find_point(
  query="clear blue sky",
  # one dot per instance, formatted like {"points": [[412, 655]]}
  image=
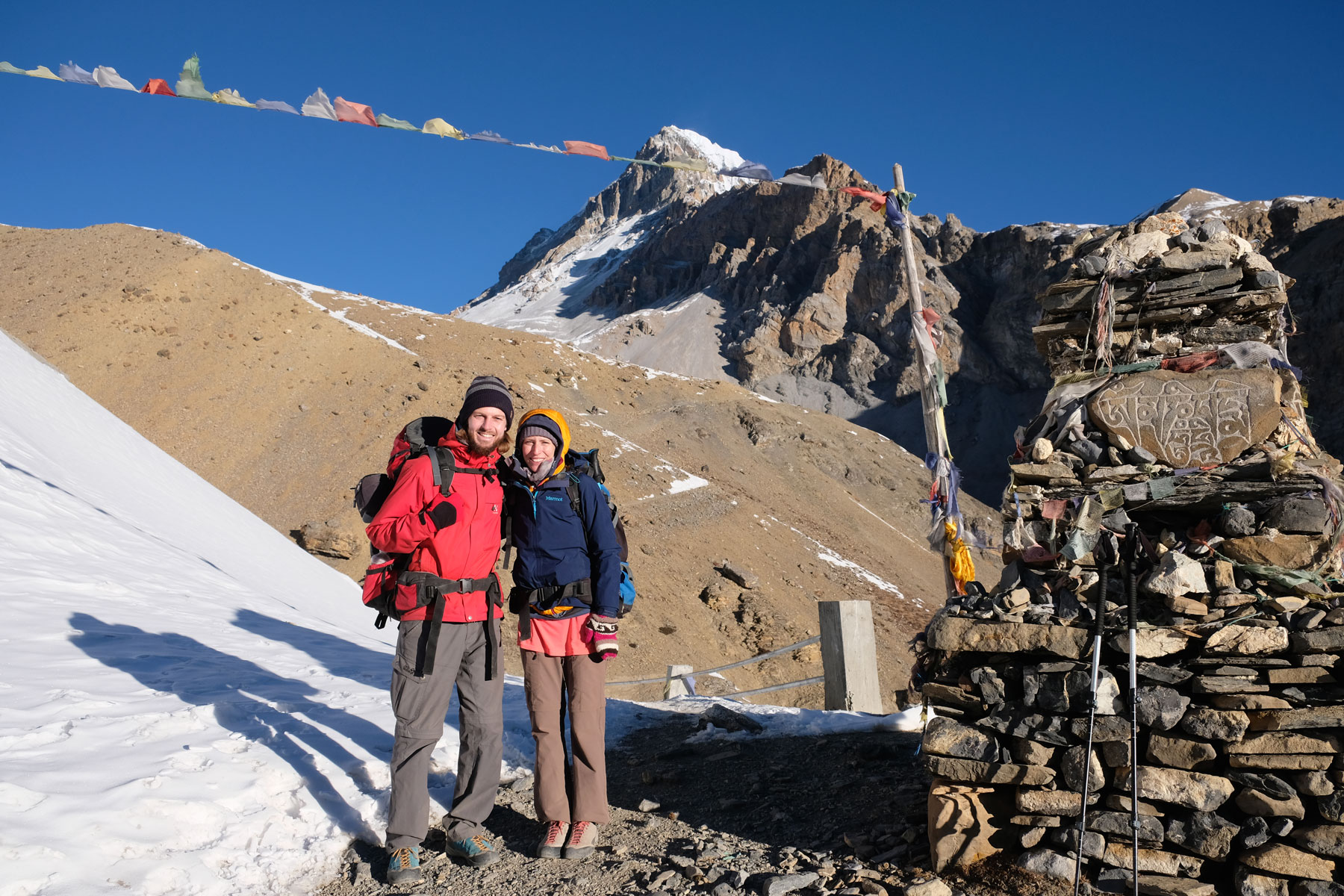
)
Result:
{"points": [[1001, 113]]}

* **SHORT TASK**: Please lay out every line of the entries above as a Markdown table with columns Row and Line, skipping blank lines and leaving out the pictures.

* **WRITTEN RESPONSE**:
| Row | Line |
|---|---|
| 1 | find_point( |
| 2 |   query="clear blue sky", |
| 3 |   # one dot per instance, formatted like {"points": [[412, 655]]} |
| 4 |   image= |
| 5 | ) |
| 6 | Result: |
| 7 | {"points": [[1001, 113]]} |